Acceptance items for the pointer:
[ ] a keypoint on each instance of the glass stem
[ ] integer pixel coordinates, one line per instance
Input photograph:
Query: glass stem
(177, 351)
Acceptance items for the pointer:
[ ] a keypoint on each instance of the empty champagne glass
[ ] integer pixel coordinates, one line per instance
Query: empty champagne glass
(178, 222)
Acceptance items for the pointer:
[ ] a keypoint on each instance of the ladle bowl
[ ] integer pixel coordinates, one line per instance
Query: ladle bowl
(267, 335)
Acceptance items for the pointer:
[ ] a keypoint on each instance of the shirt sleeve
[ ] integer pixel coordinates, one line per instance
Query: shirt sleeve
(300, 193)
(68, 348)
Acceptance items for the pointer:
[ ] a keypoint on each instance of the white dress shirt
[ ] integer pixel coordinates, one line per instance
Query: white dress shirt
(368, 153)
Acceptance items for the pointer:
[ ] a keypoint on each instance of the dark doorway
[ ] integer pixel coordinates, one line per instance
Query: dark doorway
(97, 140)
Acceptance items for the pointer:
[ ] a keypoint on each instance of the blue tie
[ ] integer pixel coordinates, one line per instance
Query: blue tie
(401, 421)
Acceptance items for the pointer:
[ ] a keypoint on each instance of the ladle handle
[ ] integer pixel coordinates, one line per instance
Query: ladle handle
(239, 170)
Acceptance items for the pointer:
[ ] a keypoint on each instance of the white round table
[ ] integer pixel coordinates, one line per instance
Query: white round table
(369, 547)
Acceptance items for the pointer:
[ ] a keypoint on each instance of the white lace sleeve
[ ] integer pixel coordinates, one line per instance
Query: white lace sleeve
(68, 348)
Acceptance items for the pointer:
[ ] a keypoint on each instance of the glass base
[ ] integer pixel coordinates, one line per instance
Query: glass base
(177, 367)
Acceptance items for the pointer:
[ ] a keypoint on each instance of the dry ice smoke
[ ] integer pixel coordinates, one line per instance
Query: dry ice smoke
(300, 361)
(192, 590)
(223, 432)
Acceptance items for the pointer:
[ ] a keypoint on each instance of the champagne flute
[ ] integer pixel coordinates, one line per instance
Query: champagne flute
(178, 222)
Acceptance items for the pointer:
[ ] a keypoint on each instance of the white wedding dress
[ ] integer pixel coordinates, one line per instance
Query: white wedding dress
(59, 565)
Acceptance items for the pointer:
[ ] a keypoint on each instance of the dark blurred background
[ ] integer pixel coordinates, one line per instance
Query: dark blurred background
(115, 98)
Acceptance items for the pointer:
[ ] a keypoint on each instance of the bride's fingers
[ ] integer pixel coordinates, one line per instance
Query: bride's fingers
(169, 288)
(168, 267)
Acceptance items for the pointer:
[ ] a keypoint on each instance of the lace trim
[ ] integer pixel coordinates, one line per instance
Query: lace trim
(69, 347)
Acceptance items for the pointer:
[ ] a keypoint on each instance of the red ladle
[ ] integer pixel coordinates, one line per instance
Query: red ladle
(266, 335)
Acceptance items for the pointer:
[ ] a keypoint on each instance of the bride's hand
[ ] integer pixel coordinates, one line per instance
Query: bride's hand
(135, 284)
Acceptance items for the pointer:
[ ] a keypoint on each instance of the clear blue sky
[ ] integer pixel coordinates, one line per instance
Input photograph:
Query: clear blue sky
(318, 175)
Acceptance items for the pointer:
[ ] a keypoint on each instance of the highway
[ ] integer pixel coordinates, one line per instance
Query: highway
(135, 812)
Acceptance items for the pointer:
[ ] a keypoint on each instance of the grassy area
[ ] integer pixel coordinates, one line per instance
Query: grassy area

■ **TASK TO COMPLETE**: Retype the data in full and match it exactly.

■ **FINISHED ANSWER**:
Acceptance items for the pointer:
[ ] a keypoint on each instance of the glass stem
[ ] integer pixel coordinates, one line per instance
Input photograph:
Query: glass stem
(177, 351)
Acceptance items for the pointer:
[ ] a keypoint on each instance of the empty champagne glass
[ ] integer pixel coordinates, one line per instance
Query: empty champagne glass
(178, 222)
Acceptance items for the pointer:
[ ] a keypoint on each instance of the ladle bowl
[ ] integer pixel coordinates, one line per instance
Query: ladle bowl
(267, 335)
Acceptance items for the pointer:
[ ] a keypoint on each instance of the shirt sleeve
[ ] integer pixel coordinates, one line per instance
Query: shirt sleeve
(300, 193)
(68, 348)
Acceptance items for the pointer:
[ ] a keypoint on each instance of the white dress shirt
[ ] integer pixel coordinates, one line per instance
Query: white dress shirt
(368, 153)
Acceptance items for the pointer:
[ ] a keypoint on each instance of the dark doorway
[ ] integer pixel coordinates, one line per instance
Query: dark doorway
(97, 140)
Acceptance items for the pointer:
[ ] a keypoint on each instance of the blue tie
[ ] integer pixel coordinates, one line per instance
Query: blue tie
(401, 421)
Acceptance items for the pointer:
[ ] a keypoint on each instance of the ladle handle
[ ] integer pixel coordinates, one line per instance
Query: ladle handle
(239, 170)
Acceptance items for the pointer:
[ ] a keypoint on each instance of the white round table
[ ] integer pixel coordinates, one line per instance
Query: white round table
(369, 547)
Acceptance items for the pointer:
[ ] a keypoint on each instance of the white lace sleeve
[ ] integer pixel coordinates, one line per instance
Query: white lace sleeve
(68, 348)
Acceptance items for the pointer:
[ ] a keypoint on each instance of the glass base
[ ] integer pixel coordinates, one line per instance
Query: glass base
(177, 367)
Acceptance items for the pointer:
[ ] a keypoint on each instance of the dry ice smoke
[ ] integer pixel coordinates, one line per instance
Query: dry ice smoke
(300, 361)
(192, 590)
(223, 432)
Acceptance items for the pointer:
[ ] a keypoint on each instance of the champagne flute
[ ] integer pixel coordinates, one line per instance
Query: champagne flute
(178, 222)
Acceptance items for the pointer:
[ ] a keypoint on each instance of the white wedding dress
[ ] integer pixel coordinates, one line per instance
Query: white wedding dress
(59, 565)
Acceptance items for the pointer:
[ ] a keypoint on each instance of the dark blurred background
[ ] integer pixel coordinates, one line per instance
Query: dark blurred background
(115, 98)
Acceptance items for the pointer:
[ ] a keypoint on each instance of the bride's fingers
[ ] integer pixel coordinates, one line per instance
Query: bride's fingers
(169, 288)
(168, 267)
Acceptance items for the pointer:
[ ] a keypoint on each instance of the lace trim
[ ] integer pixel coordinates, one line per instance
Query: lace trim
(69, 347)
Acceptance items for the pointer:
[ ] a keypoint on each instance of the red ladle
[ ] integer pixel coordinates, one line per instance
Query: red ladle
(266, 335)
Acceptance items for the pointer:
[ ] a keypoint on each instance of the bride's hand
[ ] integer pixel coordinates, one line per instance
Query: bride's hand
(135, 284)
Acceptance items for the pointer:
[ ] a keypoint on each instance of the clear blue sky
[ ] integer pixel coordinates, one line per instance
Input photograph:
Query: clear blue sky
(318, 175)
Acceptance items for the pointer:
[ ] a keypoint on each instance of the highway
[ ] integer pixel coordinates, one line per instance
Query: highway
(135, 812)
Acceptance items for the pointer:
[ ] a keypoint on each instance of the grassy area
[ ] integer pixel coordinates, one line per instance
Query: grassy area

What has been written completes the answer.